**Task instructions:** The answer must consist of every line from the entries that holds the word "water".

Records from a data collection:
* * *

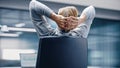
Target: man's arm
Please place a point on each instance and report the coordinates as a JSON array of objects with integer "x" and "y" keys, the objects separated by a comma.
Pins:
[{"x": 87, "y": 14}]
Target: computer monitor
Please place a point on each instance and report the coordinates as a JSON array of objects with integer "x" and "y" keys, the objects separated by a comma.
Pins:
[{"x": 62, "y": 52}]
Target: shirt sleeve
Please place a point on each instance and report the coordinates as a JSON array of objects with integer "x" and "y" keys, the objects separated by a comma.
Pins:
[{"x": 89, "y": 12}]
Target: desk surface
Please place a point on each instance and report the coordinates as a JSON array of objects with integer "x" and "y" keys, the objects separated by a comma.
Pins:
[{"x": 34, "y": 67}]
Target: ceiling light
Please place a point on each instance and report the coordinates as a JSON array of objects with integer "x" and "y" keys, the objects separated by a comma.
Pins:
[
  {"x": 4, "y": 28},
  {"x": 9, "y": 34},
  {"x": 22, "y": 29},
  {"x": 20, "y": 25}
]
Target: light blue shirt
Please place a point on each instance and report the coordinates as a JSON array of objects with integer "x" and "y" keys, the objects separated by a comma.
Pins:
[{"x": 38, "y": 12}]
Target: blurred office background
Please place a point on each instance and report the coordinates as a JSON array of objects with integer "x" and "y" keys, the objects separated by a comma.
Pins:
[{"x": 17, "y": 33}]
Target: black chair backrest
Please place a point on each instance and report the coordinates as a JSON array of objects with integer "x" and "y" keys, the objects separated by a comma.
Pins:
[{"x": 62, "y": 52}]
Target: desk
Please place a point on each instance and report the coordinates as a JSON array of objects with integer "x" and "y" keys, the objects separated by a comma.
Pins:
[
  {"x": 87, "y": 67},
  {"x": 17, "y": 67}
]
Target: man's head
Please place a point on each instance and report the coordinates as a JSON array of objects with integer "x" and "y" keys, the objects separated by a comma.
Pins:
[{"x": 68, "y": 11}]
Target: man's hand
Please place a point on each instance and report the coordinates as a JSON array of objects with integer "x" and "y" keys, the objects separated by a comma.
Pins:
[
  {"x": 65, "y": 23},
  {"x": 72, "y": 22}
]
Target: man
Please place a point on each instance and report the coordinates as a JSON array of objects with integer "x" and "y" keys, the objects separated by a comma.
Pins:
[{"x": 68, "y": 26}]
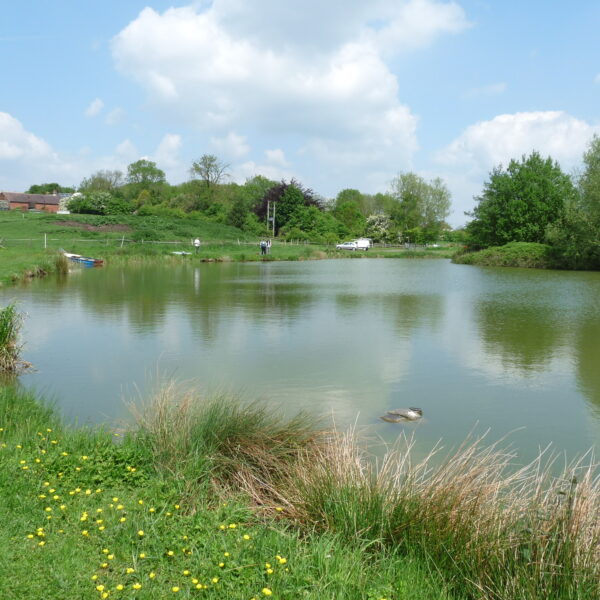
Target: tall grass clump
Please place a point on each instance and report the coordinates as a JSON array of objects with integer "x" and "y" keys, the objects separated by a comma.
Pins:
[
  {"x": 228, "y": 440},
  {"x": 492, "y": 530},
  {"x": 10, "y": 350}
]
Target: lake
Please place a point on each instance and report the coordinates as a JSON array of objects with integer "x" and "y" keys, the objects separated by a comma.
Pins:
[{"x": 514, "y": 351}]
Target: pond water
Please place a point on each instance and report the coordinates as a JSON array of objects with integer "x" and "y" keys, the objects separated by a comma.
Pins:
[{"x": 510, "y": 350}]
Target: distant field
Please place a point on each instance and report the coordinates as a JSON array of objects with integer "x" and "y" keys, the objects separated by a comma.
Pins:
[{"x": 30, "y": 242}]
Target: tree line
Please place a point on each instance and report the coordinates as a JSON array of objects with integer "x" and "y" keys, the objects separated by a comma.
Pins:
[
  {"x": 412, "y": 210},
  {"x": 533, "y": 200}
]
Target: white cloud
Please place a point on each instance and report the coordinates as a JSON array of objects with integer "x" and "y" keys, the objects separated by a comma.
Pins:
[
  {"x": 231, "y": 146},
  {"x": 115, "y": 116},
  {"x": 488, "y": 143},
  {"x": 94, "y": 108},
  {"x": 166, "y": 154},
  {"x": 331, "y": 94},
  {"x": 17, "y": 143},
  {"x": 469, "y": 158}
]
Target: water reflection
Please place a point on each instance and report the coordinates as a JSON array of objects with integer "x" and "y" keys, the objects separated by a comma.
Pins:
[
  {"x": 520, "y": 335},
  {"x": 501, "y": 348}
]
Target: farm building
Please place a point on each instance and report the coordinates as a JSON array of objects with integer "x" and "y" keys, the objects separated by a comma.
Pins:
[{"x": 18, "y": 201}]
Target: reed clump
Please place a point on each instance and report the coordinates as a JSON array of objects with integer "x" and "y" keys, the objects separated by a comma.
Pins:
[
  {"x": 221, "y": 437},
  {"x": 490, "y": 529},
  {"x": 10, "y": 350}
]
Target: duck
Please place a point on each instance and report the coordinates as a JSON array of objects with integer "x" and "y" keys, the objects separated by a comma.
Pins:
[{"x": 397, "y": 415}]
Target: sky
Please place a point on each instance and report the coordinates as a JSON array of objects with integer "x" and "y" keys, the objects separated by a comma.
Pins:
[{"x": 335, "y": 93}]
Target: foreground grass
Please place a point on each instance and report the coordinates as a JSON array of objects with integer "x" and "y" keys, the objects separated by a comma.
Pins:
[
  {"x": 151, "y": 514},
  {"x": 230, "y": 500}
]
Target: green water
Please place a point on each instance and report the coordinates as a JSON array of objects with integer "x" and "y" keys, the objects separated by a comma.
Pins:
[{"x": 513, "y": 351}]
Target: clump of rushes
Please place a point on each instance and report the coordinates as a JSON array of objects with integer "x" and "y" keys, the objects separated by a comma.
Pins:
[
  {"x": 10, "y": 326},
  {"x": 224, "y": 438},
  {"x": 61, "y": 264},
  {"x": 492, "y": 530}
]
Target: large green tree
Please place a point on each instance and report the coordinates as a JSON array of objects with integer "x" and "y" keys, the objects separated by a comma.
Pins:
[
  {"x": 420, "y": 208},
  {"x": 209, "y": 169},
  {"x": 520, "y": 202},
  {"x": 145, "y": 173},
  {"x": 576, "y": 238}
]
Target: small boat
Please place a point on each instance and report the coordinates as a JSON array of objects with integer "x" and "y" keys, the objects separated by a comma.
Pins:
[{"x": 84, "y": 260}]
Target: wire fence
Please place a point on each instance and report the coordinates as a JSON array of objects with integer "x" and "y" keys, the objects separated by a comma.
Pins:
[{"x": 51, "y": 242}]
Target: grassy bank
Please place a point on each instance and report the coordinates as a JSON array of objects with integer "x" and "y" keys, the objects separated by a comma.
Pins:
[
  {"x": 159, "y": 513},
  {"x": 229, "y": 500},
  {"x": 30, "y": 242},
  {"x": 515, "y": 254}
]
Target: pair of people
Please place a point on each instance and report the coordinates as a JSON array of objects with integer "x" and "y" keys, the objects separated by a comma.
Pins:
[{"x": 265, "y": 246}]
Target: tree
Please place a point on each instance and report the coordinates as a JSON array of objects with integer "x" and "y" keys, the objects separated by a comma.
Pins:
[
  {"x": 576, "y": 237},
  {"x": 49, "y": 188},
  {"x": 419, "y": 206},
  {"x": 145, "y": 173},
  {"x": 209, "y": 169},
  {"x": 102, "y": 181},
  {"x": 519, "y": 203}
]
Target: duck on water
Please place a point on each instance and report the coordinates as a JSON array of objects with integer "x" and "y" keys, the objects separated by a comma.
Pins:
[{"x": 399, "y": 415}]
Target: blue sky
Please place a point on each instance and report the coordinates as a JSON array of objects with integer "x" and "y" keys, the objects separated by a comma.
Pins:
[{"x": 341, "y": 94}]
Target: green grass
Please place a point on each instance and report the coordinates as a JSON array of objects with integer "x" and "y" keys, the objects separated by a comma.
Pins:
[
  {"x": 237, "y": 499},
  {"x": 92, "y": 514},
  {"x": 515, "y": 254},
  {"x": 30, "y": 243}
]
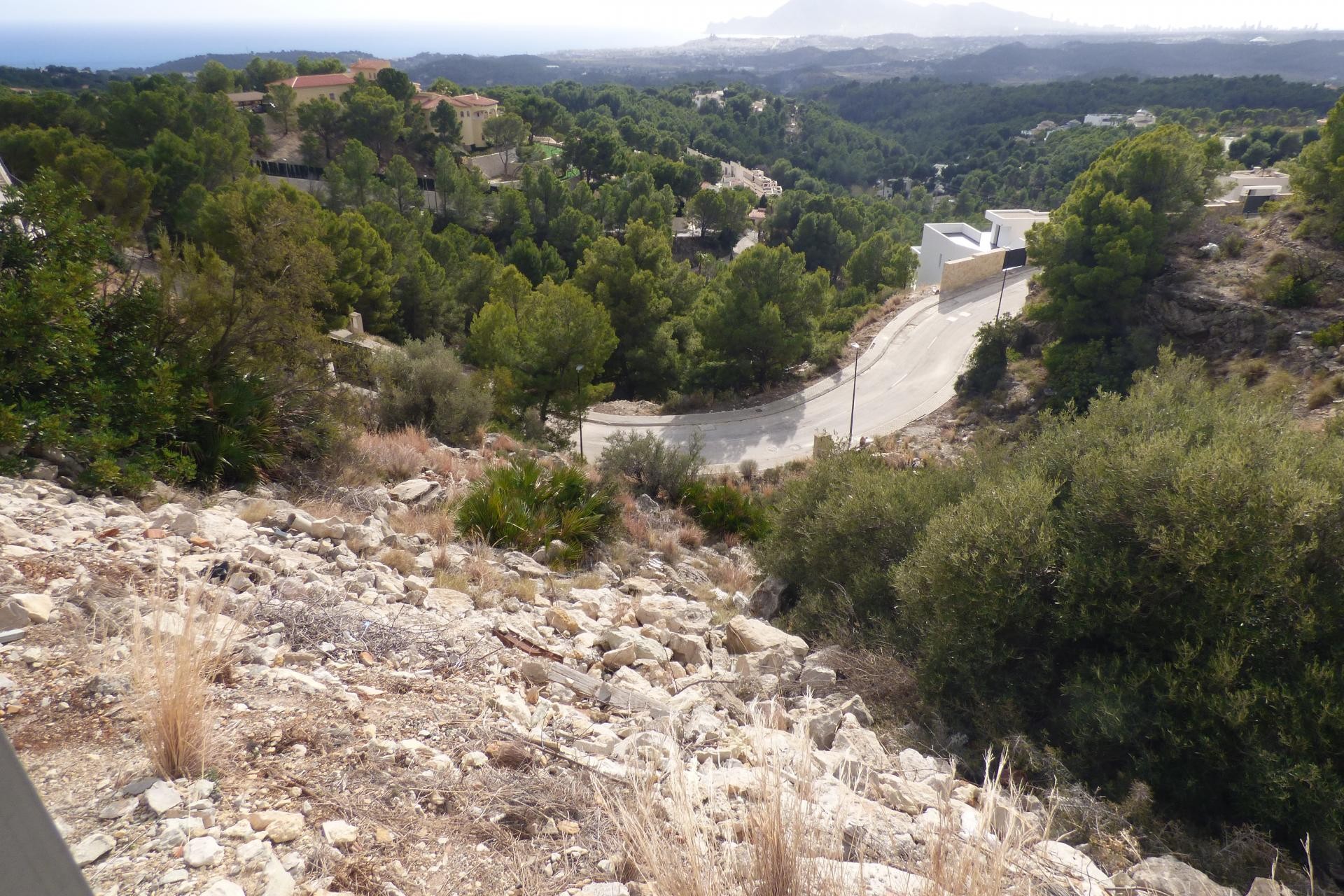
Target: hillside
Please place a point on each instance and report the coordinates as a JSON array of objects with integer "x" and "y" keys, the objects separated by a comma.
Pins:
[
  {"x": 385, "y": 708},
  {"x": 857, "y": 18},
  {"x": 1308, "y": 61},
  {"x": 241, "y": 59}
]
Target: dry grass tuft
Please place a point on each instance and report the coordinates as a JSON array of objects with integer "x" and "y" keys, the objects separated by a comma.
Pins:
[
  {"x": 790, "y": 846},
  {"x": 670, "y": 546},
  {"x": 398, "y": 454},
  {"x": 993, "y": 859},
  {"x": 255, "y": 510},
  {"x": 401, "y": 561},
  {"x": 730, "y": 577},
  {"x": 174, "y": 660},
  {"x": 437, "y": 523}
]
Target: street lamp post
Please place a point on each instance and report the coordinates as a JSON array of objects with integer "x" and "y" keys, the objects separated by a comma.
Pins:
[
  {"x": 854, "y": 394},
  {"x": 578, "y": 399}
]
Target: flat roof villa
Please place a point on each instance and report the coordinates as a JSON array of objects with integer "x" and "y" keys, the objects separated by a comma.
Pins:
[{"x": 942, "y": 244}]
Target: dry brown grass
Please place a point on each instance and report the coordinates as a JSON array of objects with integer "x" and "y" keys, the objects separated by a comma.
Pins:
[
  {"x": 1324, "y": 393},
  {"x": 690, "y": 535},
  {"x": 401, "y": 561},
  {"x": 255, "y": 510},
  {"x": 522, "y": 587},
  {"x": 993, "y": 859},
  {"x": 668, "y": 545},
  {"x": 398, "y": 454},
  {"x": 730, "y": 577},
  {"x": 437, "y": 523},
  {"x": 172, "y": 662}
]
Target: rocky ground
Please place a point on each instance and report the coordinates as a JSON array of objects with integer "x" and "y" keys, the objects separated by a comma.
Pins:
[{"x": 401, "y": 713}]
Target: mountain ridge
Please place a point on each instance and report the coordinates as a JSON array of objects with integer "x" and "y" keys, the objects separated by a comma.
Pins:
[{"x": 859, "y": 18}]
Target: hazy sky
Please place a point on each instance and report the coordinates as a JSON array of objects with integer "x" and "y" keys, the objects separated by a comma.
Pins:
[{"x": 654, "y": 15}]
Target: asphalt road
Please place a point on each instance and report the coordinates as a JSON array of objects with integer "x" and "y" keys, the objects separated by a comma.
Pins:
[{"x": 906, "y": 372}]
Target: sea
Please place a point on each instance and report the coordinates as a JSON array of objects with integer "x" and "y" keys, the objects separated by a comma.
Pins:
[{"x": 102, "y": 45}]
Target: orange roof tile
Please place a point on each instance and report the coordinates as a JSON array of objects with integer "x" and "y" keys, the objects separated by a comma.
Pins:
[{"x": 315, "y": 81}]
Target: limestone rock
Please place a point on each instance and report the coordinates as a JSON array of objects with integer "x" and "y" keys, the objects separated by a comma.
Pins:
[
  {"x": 1266, "y": 887},
  {"x": 223, "y": 888},
  {"x": 749, "y": 636},
  {"x": 92, "y": 848},
  {"x": 416, "y": 491},
  {"x": 765, "y": 599},
  {"x": 162, "y": 797},
  {"x": 1168, "y": 876},
  {"x": 339, "y": 832},
  {"x": 203, "y": 852},
  {"x": 38, "y": 606}
]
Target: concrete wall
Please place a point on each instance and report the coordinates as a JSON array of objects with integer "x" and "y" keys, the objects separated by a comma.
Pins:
[
  {"x": 968, "y": 272},
  {"x": 319, "y": 188},
  {"x": 937, "y": 248}
]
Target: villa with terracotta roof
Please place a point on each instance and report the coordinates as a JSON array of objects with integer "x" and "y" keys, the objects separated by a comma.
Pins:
[
  {"x": 473, "y": 111},
  {"x": 369, "y": 67},
  {"x": 314, "y": 86}
]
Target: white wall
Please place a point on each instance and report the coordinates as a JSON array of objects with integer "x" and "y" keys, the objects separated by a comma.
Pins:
[{"x": 937, "y": 248}]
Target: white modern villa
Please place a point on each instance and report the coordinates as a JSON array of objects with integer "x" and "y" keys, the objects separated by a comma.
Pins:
[{"x": 942, "y": 244}]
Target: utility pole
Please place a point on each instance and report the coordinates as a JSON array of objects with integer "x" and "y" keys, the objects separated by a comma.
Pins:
[
  {"x": 854, "y": 394},
  {"x": 578, "y": 400}
]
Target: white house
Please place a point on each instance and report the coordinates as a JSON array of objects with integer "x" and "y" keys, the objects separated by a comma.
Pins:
[{"x": 942, "y": 244}]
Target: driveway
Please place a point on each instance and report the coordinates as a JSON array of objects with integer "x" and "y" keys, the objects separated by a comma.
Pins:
[{"x": 906, "y": 372}]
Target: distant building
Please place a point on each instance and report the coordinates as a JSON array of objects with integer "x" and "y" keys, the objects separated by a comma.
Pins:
[
  {"x": 942, "y": 244},
  {"x": 1142, "y": 118},
  {"x": 369, "y": 67},
  {"x": 309, "y": 88},
  {"x": 473, "y": 111},
  {"x": 1104, "y": 120},
  {"x": 248, "y": 99},
  {"x": 738, "y": 175},
  {"x": 701, "y": 99}
]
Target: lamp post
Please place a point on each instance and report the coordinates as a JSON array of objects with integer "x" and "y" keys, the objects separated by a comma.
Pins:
[
  {"x": 578, "y": 399},
  {"x": 854, "y": 394}
]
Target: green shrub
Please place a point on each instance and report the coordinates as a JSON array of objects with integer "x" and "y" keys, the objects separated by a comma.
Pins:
[
  {"x": 722, "y": 511},
  {"x": 425, "y": 386},
  {"x": 990, "y": 358},
  {"x": 1329, "y": 336},
  {"x": 645, "y": 465},
  {"x": 836, "y": 531},
  {"x": 526, "y": 505},
  {"x": 1156, "y": 590}
]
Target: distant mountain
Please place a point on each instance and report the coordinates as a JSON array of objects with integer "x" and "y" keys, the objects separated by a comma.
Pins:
[
  {"x": 1310, "y": 61},
  {"x": 858, "y": 18},
  {"x": 239, "y": 59}
]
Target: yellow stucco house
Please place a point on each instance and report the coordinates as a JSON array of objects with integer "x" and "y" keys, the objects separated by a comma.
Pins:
[
  {"x": 369, "y": 67},
  {"x": 312, "y": 86},
  {"x": 473, "y": 111}
]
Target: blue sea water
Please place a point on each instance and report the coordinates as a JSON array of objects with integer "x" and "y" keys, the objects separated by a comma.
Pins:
[{"x": 97, "y": 45}]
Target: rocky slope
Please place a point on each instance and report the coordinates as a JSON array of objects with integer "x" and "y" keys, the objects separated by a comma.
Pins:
[{"x": 396, "y": 715}]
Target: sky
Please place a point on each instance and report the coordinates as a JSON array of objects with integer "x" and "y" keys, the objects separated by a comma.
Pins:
[{"x": 675, "y": 16}]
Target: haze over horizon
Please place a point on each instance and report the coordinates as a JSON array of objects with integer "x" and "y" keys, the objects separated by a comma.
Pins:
[
  {"x": 603, "y": 16},
  {"x": 148, "y": 33}
]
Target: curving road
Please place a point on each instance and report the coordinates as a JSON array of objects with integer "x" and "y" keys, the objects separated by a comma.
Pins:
[{"x": 906, "y": 372}]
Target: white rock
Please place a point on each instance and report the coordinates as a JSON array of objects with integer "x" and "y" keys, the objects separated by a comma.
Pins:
[
  {"x": 339, "y": 832},
  {"x": 223, "y": 888},
  {"x": 749, "y": 636},
  {"x": 92, "y": 848},
  {"x": 203, "y": 852},
  {"x": 162, "y": 797},
  {"x": 279, "y": 881},
  {"x": 38, "y": 606}
]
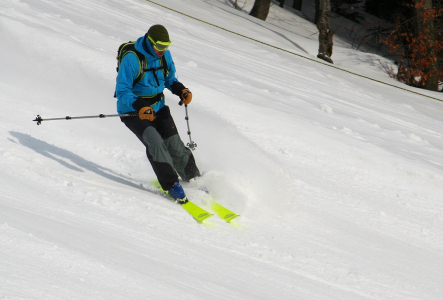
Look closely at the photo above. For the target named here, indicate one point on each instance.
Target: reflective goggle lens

* * *

**Answer to this exercise:**
Target: pond water
Target: water reflection
Target: green water
Target: duck on water
Target: blue sea water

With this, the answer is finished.